:: Raw data
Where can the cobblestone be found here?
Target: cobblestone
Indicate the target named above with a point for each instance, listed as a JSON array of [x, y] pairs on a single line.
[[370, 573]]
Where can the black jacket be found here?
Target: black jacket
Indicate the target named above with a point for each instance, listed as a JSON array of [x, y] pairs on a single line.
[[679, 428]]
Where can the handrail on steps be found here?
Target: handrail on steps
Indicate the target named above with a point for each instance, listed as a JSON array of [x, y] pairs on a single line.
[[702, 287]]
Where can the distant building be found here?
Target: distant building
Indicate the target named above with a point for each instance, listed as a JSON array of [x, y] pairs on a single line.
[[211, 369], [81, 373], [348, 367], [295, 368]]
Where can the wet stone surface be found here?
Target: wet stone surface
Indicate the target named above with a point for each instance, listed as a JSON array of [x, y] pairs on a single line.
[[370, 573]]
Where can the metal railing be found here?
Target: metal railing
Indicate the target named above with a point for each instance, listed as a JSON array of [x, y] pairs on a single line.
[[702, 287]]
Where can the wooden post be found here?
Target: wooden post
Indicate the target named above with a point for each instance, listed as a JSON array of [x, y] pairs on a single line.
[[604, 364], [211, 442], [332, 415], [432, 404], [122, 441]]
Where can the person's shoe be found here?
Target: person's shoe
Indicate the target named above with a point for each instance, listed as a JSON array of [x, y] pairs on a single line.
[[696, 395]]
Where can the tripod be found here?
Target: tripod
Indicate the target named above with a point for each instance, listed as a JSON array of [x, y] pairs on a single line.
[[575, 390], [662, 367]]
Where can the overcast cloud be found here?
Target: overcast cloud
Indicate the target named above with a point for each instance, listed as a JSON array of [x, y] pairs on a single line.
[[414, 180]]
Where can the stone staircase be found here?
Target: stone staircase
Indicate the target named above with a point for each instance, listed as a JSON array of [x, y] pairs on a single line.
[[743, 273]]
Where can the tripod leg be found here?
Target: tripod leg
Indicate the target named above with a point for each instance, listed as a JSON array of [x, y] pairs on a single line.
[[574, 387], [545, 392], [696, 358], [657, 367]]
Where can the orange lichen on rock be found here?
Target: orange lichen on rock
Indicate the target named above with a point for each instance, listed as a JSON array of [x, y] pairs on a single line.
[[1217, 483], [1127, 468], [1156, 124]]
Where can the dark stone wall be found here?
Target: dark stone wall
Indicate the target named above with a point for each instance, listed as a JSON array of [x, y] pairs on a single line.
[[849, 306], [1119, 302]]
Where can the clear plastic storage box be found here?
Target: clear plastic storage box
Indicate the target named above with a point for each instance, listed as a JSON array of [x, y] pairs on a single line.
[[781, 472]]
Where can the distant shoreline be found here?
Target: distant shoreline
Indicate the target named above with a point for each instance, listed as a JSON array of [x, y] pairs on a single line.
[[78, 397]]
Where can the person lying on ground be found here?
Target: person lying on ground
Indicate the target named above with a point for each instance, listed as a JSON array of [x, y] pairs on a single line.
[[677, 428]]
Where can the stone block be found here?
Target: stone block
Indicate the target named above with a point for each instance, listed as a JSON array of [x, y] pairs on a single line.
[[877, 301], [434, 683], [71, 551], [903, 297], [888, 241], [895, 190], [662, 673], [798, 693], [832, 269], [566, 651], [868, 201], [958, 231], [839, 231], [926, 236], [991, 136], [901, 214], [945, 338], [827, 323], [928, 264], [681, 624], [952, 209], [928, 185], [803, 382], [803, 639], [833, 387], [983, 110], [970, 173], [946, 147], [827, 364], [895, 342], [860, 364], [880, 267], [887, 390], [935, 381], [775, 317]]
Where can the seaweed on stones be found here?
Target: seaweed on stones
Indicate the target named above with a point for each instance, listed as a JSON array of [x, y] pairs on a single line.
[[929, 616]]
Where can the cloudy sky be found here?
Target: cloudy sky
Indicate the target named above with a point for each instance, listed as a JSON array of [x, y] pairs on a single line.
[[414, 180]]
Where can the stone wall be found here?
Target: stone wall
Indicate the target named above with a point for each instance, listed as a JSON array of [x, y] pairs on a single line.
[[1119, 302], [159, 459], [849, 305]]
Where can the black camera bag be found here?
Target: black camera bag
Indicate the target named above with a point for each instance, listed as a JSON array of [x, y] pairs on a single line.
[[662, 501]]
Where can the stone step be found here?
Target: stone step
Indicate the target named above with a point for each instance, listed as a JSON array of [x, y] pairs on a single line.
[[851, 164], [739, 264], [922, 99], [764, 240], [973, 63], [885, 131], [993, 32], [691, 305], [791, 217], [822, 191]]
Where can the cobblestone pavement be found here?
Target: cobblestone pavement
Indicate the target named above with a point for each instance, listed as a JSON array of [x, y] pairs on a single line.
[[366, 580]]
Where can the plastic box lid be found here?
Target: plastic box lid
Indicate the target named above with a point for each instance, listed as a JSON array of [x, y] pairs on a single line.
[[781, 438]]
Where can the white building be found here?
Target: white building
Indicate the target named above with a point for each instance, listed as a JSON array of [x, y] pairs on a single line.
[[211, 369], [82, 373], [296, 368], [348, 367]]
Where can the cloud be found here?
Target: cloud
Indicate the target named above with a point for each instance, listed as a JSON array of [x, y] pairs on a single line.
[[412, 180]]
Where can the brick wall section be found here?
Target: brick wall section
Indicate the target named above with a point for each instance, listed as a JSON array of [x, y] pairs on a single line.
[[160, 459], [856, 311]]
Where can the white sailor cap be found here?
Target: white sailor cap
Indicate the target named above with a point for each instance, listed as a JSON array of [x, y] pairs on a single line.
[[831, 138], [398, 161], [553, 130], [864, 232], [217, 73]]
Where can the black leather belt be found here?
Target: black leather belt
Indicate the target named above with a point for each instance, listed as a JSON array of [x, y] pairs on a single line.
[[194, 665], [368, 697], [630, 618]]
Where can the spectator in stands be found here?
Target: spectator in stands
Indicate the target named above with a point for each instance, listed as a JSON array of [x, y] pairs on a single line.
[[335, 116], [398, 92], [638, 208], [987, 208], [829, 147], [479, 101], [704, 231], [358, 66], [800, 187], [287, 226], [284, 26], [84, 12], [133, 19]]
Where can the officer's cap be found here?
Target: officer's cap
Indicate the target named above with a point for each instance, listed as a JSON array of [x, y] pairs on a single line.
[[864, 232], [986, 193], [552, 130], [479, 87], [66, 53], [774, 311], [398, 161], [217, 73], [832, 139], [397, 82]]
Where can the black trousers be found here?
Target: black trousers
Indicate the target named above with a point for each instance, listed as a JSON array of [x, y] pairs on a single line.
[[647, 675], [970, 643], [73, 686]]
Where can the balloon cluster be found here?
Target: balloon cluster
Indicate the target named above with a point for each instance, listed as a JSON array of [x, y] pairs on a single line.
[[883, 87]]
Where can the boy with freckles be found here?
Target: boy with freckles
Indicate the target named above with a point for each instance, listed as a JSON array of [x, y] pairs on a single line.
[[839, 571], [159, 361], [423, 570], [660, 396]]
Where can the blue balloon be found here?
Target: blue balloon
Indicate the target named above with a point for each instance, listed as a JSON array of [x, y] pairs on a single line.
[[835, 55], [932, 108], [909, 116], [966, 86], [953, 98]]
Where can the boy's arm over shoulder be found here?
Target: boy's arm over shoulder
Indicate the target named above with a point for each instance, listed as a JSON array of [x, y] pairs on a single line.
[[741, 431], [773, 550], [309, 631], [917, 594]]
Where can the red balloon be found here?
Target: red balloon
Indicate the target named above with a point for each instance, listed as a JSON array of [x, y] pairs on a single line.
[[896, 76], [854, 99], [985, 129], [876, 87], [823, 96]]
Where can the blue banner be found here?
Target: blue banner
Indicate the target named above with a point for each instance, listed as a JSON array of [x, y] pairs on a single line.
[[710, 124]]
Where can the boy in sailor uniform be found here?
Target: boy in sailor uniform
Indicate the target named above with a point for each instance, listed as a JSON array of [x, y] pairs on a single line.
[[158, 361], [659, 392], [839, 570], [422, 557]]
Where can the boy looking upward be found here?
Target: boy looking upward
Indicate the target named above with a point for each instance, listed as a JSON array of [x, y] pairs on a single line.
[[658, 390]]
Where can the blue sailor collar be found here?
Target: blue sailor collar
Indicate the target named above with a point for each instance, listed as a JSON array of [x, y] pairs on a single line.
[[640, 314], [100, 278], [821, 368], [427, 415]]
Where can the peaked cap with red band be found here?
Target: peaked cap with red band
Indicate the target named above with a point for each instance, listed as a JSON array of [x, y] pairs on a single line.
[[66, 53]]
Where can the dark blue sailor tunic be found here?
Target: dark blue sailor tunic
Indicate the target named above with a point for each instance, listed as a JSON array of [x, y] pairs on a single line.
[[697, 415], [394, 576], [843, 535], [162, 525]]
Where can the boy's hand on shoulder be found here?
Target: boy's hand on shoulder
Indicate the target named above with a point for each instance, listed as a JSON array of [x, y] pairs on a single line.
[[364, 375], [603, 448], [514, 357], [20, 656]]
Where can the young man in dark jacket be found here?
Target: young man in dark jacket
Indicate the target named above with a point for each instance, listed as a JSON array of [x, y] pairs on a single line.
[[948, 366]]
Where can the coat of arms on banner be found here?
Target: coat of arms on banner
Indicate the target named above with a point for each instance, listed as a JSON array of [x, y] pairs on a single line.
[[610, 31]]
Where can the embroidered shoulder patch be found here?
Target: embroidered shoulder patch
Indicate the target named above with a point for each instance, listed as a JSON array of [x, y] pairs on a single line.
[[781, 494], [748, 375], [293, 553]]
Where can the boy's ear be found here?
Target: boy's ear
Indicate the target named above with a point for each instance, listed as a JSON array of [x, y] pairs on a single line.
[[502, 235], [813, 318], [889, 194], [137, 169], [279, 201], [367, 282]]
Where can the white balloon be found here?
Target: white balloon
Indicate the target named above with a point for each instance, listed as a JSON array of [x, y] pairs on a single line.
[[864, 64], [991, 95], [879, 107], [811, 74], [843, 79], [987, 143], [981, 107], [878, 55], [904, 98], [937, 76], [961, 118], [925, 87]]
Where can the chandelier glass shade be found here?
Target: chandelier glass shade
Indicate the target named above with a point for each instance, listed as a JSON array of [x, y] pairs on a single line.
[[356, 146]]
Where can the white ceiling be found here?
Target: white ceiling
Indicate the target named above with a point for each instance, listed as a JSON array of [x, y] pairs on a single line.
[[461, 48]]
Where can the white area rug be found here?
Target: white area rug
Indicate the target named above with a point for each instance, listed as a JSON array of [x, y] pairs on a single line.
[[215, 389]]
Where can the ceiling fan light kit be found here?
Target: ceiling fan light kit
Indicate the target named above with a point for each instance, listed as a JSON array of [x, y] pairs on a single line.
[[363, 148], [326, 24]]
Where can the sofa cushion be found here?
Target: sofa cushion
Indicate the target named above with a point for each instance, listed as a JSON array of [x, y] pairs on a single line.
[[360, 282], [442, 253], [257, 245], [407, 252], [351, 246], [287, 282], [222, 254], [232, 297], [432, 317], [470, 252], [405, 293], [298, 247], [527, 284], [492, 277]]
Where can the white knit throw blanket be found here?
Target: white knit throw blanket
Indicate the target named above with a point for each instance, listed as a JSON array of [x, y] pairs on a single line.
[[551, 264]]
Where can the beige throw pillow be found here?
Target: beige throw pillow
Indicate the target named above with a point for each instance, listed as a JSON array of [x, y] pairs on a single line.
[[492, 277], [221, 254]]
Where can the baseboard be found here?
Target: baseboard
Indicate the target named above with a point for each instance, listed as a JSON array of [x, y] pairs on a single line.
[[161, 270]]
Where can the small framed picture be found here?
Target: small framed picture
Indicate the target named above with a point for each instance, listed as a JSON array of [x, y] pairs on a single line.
::::
→ Problem to work on:
Output exactly the leading lines of the data, up to and including the line marked by "Target: distant building".

→ Response to this task:
Where can the cobblestone be found here?
Target: cobblestone
Indicate the target named above with a point for each instance, listed as a JSON array of [x, y] pairs on a single line.
[[370, 573]]
Where can the black jacket be found here?
Target: black jacket
Indicate the target named above with a point for each instance, listed as a JSON array of [x, y] pairs on a single line.
[[679, 428]]
Where can the handrail on steps be found here?
Target: handrail on steps
Indicate the target named above with a point for each instance, listed as a JSON array of [x, y] pairs on a single line.
[[702, 287]]
Where can the distant building be found here?
Target: distant building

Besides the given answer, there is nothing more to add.